◆ Gezeigter Textauszug ◆
****************************************
In "Pi mal Daumen" erzählt Alina Bronsky von einer ungewöhnlichen Freundschaft zwischen zwei Menschen, die kaum unterschiedlicher sein könnten: dem sechzehnjährigen Hochbegabten Oscar und Moni Kosinsky, einer Großmutter mit einer großen Leidenschaft für Mathematik und dem Traum vom Studium. Die deutsche Autorin mit russischen Wurzeln, bekannt für ihren scharfzüngigen Stil und skurrile Figuren, schaffte es mit Büchern wie "Scherbenpark" und "Die schärfsten Gerichte der tatarischen Küche" in die deutschen Bestsellerlisten. Ihre Romane zeichnen sich durch ihren humorvoll-ironischen Ton und starke Charaktere aus, und auch "Pi mal Daumen" wurde von unabhängigen Buchhandlungen 2024 zum Lieblingsbuch gewählt.

Worum geht’s?

Die Geschichte beginnt in einem Vorlesungssaal, wo der junge, adlige Oscar und die viel ältere Moni sich zum ersten Mal begegnen. Oscar, mit seinem analytischen Verstand und mathematischen Talent, sieht das Studium als Sprungbrett für eine erfolgreiche Karriere. Moni hingegen hat schon eine ganze Lebensgeschichte hinter sich und erfüllt sich heimlich ihren Traum von einem Mathematikstudium. Für viele ist sie dort jedoch fehl am Platz und wird aufgrund ihres Äußeren und Alters schnell als Putzfrau abgestempelt. Doch hinter ihrem ungewöhnlichen Auftreten verbirgt sich ein brillanter Verstand und ein großer Durchhaltewille. Zwischen Moni und Oscar entwickelt sich eine enge Freundschaft, die trotz aller gesellschaftlichen Unterschiede den Hörsaal überdauert und beiden eine neue Sicht auf das Leben eröffnet.
****************************************
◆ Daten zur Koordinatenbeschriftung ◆

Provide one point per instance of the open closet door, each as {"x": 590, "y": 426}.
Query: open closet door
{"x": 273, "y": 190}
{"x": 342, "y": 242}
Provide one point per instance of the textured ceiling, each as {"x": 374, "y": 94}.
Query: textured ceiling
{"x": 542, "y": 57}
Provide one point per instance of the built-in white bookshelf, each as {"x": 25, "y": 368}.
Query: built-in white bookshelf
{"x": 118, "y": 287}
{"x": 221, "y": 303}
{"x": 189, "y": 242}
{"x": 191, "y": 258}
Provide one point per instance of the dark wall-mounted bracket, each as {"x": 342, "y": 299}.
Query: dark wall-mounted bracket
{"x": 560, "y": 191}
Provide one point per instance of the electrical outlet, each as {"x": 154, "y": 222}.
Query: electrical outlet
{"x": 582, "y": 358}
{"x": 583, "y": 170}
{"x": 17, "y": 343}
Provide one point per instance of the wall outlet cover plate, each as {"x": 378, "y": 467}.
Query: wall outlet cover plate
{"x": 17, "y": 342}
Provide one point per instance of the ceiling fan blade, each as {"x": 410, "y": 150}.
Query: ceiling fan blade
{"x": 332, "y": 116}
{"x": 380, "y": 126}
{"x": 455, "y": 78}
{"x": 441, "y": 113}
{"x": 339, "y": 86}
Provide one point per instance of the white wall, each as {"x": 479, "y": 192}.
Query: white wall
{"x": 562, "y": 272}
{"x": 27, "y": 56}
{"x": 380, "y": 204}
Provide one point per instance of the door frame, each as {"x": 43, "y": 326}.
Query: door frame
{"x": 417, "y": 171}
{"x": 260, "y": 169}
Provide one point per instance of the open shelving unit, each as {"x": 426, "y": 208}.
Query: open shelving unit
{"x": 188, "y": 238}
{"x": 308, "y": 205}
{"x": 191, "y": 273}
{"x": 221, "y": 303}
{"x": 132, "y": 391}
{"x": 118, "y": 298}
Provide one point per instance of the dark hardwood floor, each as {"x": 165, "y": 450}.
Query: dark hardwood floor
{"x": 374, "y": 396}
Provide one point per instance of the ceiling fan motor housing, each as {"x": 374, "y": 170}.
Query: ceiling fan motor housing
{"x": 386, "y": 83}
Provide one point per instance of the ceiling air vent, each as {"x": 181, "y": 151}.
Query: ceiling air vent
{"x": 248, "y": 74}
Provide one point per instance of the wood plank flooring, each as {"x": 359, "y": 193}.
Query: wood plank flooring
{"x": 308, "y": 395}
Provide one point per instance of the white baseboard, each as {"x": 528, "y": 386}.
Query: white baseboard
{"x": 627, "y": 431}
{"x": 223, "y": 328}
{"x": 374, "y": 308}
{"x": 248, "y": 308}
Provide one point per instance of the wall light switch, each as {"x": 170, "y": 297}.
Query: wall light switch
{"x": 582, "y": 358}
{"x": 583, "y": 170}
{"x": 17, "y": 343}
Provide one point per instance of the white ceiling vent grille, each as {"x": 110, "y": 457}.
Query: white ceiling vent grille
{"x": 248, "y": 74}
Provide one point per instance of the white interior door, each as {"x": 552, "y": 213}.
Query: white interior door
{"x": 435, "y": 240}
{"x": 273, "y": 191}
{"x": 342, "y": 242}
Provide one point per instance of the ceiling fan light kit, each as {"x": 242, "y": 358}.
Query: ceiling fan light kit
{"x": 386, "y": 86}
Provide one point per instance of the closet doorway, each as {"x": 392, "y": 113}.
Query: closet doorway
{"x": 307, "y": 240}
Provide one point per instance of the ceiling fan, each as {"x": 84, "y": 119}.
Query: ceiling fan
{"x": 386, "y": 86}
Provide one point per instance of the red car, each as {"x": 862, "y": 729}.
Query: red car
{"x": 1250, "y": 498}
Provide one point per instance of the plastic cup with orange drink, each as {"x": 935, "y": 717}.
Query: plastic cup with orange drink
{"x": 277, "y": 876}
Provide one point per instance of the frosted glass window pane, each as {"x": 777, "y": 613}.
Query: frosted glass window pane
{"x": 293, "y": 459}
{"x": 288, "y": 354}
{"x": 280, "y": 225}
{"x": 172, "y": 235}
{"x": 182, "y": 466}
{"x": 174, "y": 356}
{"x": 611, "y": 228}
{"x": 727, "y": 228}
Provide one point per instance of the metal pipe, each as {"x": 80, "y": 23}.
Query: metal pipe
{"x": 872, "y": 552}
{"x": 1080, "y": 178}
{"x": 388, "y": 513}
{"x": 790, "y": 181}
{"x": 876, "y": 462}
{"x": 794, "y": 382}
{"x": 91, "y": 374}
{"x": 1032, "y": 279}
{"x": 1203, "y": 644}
****************************************
◆ Gestellte Aufgabe ◆
Schreiben Sie den Text über Alina Bronskys Roman „Pi mal Daumen“ im Anschluss an seinen letzten Satz weiter.

◆ Die Antwort ◆
Meine Meinung

Das Buch ist mir in letzter Zeit oft in meinem Feed begegnet und wurde in meiner Lese-Bubble heiß diskutiert, besonders nach der Auszeichnung zum „Lieblingsbuch der Unabhängigen 2024“. Zwar hat mich der Klappentext nicht sehr angesprochen, doch aufgrund der Empfehlung durch eine Bekannten habe ich mich schließlich doch durchringen können, das Buch zu lesen. Zu Beginn erschien mir die Handlung etwas unspektakulär und langsam, und ich war mir nicht sicher, wohin die Geschichte führen würde. Doch je mehr ich die beiden Hauptcharaktere Moni und Oscar kennenlernte, desto mehr habe ich die Lektüre genossen. Moni und Oscar sind charmante Figuren, die beide auf ihre Weise liebenswert und speziell sind. Besonders durch Oscars Erzählweise bekommt das Buch eine heitere Note, die mich oft zum Schmunzeln brachte. Doch obwohl die Geschichte insgesamt unterhaltsam ist, empfand ich den Handlungsverlauf teilweise etwas aufgesetzt, und am Ende blieben einige Fragen offen, was ich etwas unbefriedigend fand – vielleicht ist ja ein zweiter Teil geplant, um dies aufzulösen.

Die Nebenfiguren, die das Umfeld von Moni und Oscar bereichern sollen, blieben mir leider zu oberflächlich und klischeehaft. Es hätte der Geschichte gutgetan, die Beweggründe und Hintergründe dieser Charaktere etwas mehr auszuarbeiten, um ihnen mehr Tiefe zu verleihen. Ebenso hätte ich es spannend gefunden, wenn die Geschichte abwechselnd aus Monis und Oscars Perspektive erzählt worden wäre. So erfährt man nur Oscars Sicht auf die Ereignisse, was besonders Monis Charakter für meinen Teil zu unnahbar erscheinen lässt. Ihre Beweggründe und Gedanken bleiben größtenteils im Dunkeln, und das Potenzial, ihre Persönlichkeit zu entfalten, wird nicht ausgeschöpft.

Ein großes Plus ist Bronskys Schreibstil: Die kurzen Kapitel und der fließende, angenehm lesbare Stil machen das Buch zu einem kurzweiligen Lesevergnügen. Ich habe es innerhalb von zwei Tagen verschlungen, denn trotz meiner Kritikpunkte bleibt die Geschichte eine unterhaltsame und leichte Lektüre.

Fazit

"Pi mal Daumen" ist eine charmante und unterhaltsame Geschichte über eine ungewöhnliche Freundschaft, die durch Bronskys stilistischen Witz und das skurrile Figurenensemble lebt. Aber die Handlung ist stellenweise etwas klischeehaft, und einige Aspekte bleiben zu oberflächlich. Deshalb 3 von 5 Sternen.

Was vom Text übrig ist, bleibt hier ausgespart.